**Excerpted data:**
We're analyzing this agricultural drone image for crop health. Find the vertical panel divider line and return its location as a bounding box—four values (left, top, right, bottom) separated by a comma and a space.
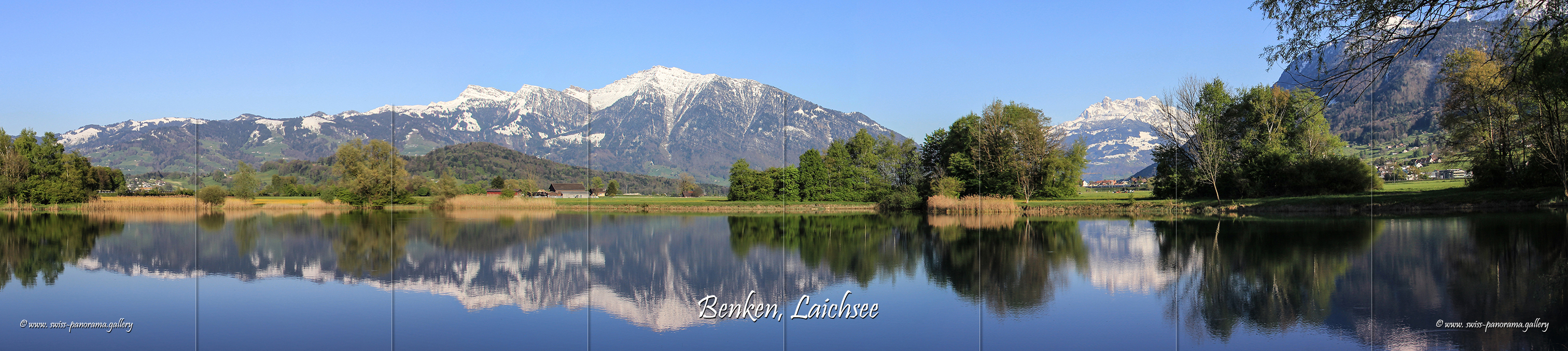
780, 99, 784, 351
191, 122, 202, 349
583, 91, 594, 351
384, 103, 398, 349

==

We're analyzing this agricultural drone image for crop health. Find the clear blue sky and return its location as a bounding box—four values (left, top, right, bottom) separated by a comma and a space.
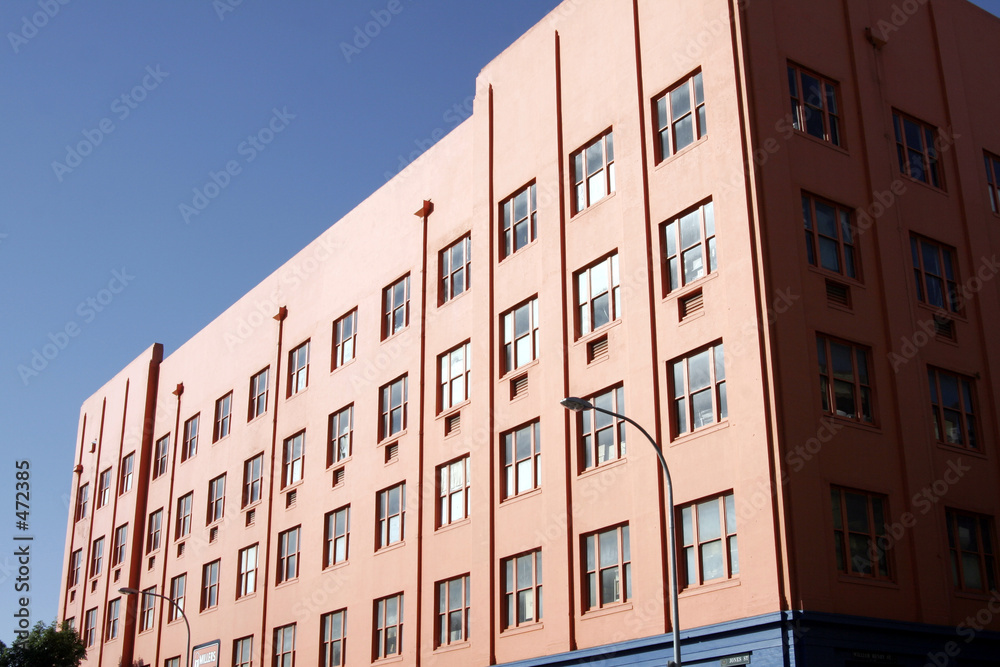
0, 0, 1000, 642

---

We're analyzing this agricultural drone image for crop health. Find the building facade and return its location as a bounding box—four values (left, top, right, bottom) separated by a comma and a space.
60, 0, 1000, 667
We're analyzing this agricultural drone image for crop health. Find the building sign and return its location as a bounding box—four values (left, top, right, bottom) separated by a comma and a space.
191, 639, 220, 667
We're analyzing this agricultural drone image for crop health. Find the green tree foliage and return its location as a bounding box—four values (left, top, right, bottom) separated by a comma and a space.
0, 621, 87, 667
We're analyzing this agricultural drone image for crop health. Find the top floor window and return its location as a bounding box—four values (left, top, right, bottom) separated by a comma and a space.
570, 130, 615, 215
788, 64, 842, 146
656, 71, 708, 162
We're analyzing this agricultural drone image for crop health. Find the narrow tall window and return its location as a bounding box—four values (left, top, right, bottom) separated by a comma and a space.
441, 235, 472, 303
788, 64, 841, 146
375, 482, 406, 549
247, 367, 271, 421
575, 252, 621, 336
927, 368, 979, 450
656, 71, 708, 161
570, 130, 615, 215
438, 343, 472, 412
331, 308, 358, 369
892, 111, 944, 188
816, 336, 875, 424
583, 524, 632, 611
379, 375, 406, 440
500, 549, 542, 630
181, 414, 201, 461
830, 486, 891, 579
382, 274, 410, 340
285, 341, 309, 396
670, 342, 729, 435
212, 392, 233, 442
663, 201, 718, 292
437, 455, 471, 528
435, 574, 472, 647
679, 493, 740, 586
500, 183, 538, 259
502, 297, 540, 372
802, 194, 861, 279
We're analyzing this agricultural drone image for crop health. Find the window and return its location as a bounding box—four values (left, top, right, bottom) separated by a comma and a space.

**Requirements:**
Rewrite the material starting at the line that contains "Find the vertical" and ending at the line that contains "384, 103, 398, 349", replacing "divider" with "separator" and keeping everything else the same. Leave the pictures out.

**Exercise result:**
We're analyzing this agricultural drone image for crop health. Find the vertical panel separator line and return its location as a bounding box—four values (left, top, right, bottom) separated by a comma and a space.
780, 99, 784, 351
191, 122, 202, 349
583, 91, 594, 351
384, 103, 398, 349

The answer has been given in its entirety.